* [What is required]: An exact repetition of the records is required. Leave nothing out.

Collected data
======

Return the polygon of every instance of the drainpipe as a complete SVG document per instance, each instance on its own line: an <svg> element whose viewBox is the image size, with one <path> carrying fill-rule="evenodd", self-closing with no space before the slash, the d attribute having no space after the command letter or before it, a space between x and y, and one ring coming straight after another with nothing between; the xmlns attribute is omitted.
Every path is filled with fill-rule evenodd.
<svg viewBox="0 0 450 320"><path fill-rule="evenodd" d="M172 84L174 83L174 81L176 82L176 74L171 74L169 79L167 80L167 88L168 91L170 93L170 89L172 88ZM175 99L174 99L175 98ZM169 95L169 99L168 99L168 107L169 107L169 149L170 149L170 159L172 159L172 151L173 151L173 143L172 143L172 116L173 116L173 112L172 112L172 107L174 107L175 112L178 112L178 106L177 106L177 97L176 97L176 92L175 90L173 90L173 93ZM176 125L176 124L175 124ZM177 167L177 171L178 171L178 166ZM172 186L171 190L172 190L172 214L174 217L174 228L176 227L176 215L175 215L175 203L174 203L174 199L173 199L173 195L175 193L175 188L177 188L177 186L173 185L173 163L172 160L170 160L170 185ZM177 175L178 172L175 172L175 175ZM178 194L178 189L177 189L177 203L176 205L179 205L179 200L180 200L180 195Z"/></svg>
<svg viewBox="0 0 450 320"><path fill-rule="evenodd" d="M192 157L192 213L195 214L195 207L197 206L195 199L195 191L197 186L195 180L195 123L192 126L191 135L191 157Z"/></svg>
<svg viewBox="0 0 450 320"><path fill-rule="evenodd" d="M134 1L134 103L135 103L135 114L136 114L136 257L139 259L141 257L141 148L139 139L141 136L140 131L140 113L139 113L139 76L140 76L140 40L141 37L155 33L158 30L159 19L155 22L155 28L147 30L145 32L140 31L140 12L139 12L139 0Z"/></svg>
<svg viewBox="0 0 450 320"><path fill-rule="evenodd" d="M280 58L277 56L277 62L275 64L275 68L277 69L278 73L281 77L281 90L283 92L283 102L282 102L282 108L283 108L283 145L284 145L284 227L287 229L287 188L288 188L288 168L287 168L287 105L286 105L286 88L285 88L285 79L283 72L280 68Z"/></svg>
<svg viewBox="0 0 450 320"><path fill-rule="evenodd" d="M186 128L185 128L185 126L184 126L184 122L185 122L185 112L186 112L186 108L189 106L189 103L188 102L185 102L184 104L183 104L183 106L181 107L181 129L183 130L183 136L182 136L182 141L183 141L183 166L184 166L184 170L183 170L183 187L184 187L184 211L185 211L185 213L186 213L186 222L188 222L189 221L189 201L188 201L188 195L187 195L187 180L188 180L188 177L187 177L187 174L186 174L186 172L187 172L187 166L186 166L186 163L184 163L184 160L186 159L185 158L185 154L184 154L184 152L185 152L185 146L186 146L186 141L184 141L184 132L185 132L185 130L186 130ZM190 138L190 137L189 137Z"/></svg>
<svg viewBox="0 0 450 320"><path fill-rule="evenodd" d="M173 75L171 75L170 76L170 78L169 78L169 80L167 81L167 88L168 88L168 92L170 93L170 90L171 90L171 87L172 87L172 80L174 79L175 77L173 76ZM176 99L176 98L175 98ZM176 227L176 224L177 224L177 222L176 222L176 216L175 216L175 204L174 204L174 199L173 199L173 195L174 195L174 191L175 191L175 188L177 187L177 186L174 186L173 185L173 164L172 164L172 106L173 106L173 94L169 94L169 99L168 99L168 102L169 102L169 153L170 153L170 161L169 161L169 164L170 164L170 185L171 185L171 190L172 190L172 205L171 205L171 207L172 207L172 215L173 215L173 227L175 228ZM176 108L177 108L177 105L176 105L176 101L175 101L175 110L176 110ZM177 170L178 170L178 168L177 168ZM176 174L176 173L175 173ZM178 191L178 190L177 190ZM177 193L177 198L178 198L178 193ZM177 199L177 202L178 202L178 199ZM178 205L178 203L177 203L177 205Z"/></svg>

======

* [Reply to the task]:
Return the polygon of every instance of the drainpipe as a complete SVG document per instance, each instance on its own line: an <svg> element whose viewBox is the image size, with one <path> carrying fill-rule="evenodd", self-closing with no space before the slash, the d attribute having no space after the command letter or before it, a space between x and y, and one ring coming straight after another with nothing between; the xmlns attribute is omitted.
Every path is filled with fill-rule evenodd.
<svg viewBox="0 0 450 320"><path fill-rule="evenodd" d="M172 84L174 83L174 81L176 82L176 74L171 74L169 79L167 80L167 88L168 91L170 93L170 89L172 88ZM175 99L174 99L175 98ZM169 95L169 99L168 99L168 107L169 107L169 149L170 149L170 159L172 159L172 151L173 151L173 143L172 143L172 116L173 116L173 112L172 112L172 107L174 107L175 112L178 112L178 106L177 106L177 97L176 97L176 92L175 90L173 90L173 93ZM176 125L176 124L175 124ZM177 167L177 171L178 171L178 166ZM172 186L171 190L172 190L172 214L174 217L174 228L176 227L176 215L175 215L175 203L174 203L174 199L173 199L173 195L175 193L175 188L177 188L177 186L173 185L173 163L172 160L170 160L170 185ZM177 175L178 172L175 172L175 175ZM178 194L178 189L177 189L177 203L176 205L179 205L179 200L180 200L180 195Z"/></svg>
<svg viewBox="0 0 450 320"><path fill-rule="evenodd" d="M192 157L192 213L195 214L195 207L197 206L195 199L195 191L197 186L195 180L195 123L192 126L191 135L191 157Z"/></svg>
<svg viewBox="0 0 450 320"><path fill-rule="evenodd" d="M134 1L134 103L135 103L135 114L136 114L136 257L139 259L141 257L141 148L139 139L141 136L140 131L140 113L139 113L139 76L140 76L140 40L141 37L155 33L158 30L159 19L155 22L155 28L147 30L145 32L140 31L140 12L139 12L139 0Z"/></svg>
<svg viewBox="0 0 450 320"><path fill-rule="evenodd" d="M280 58L277 56L277 62L275 64L275 68L277 69L278 73L281 77L281 90L283 92L283 102L282 102L282 108L283 108L283 145L284 145L284 227L287 229L287 188L288 188L288 168L287 168L287 105L286 105L286 88L285 88L285 79L283 72L280 68Z"/></svg>
<svg viewBox="0 0 450 320"><path fill-rule="evenodd" d="M186 128L185 128L185 126L184 126L184 122L185 122L185 112L186 112L186 108L189 106L189 103L188 102L185 102L184 104L183 104L183 106L181 107L181 129L183 130L183 136L182 136L182 141L183 141L183 166L184 166L184 170L183 170L183 187L184 187L184 211L185 211L185 213L186 213L186 222L188 222L189 221L189 201L188 201L188 195L187 195L187 180L188 180L188 177L187 177L187 174L186 174L186 172L187 172L187 166L186 166L186 163L184 163L184 160L186 159L185 158L185 154L184 154L184 152L185 152L185 146L186 146L186 141L184 141L184 132L185 132L185 130L186 130ZM190 138L190 137L189 137Z"/></svg>
<svg viewBox="0 0 450 320"><path fill-rule="evenodd" d="M173 75L171 75L170 76L170 78L169 78L169 80L167 81L167 88L168 88L168 92L170 93L170 90L171 90L171 87L172 87L172 80L174 79L175 77L173 76ZM176 99L176 98L175 98ZM176 227L176 224L177 224L177 222L176 222L176 216L175 216L175 204L174 204L174 199L173 199L173 195L174 195L174 191L175 191L175 188L177 187L177 186L174 186L173 185L173 164L172 164L172 106L173 106L173 94L169 94L169 99L168 99L168 102L169 102L169 153L170 153L170 161L169 161L169 164L170 164L170 185L171 185L171 190L172 190L172 205L171 205L171 207L172 207L172 215L173 215L173 227L175 228ZM176 108L177 108L177 105L176 105L176 101L175 101L175 110L176 110ZM177 170L178 170L178 168L177 168ZM176 174L176 173L175 173ZM178 191L178 190L177 190ZM177 193L177 198L178 198L178 193ZM177 199L177 202L178 202L178 199ZM178 205L178 203L177 203L177 205Z"/></svg>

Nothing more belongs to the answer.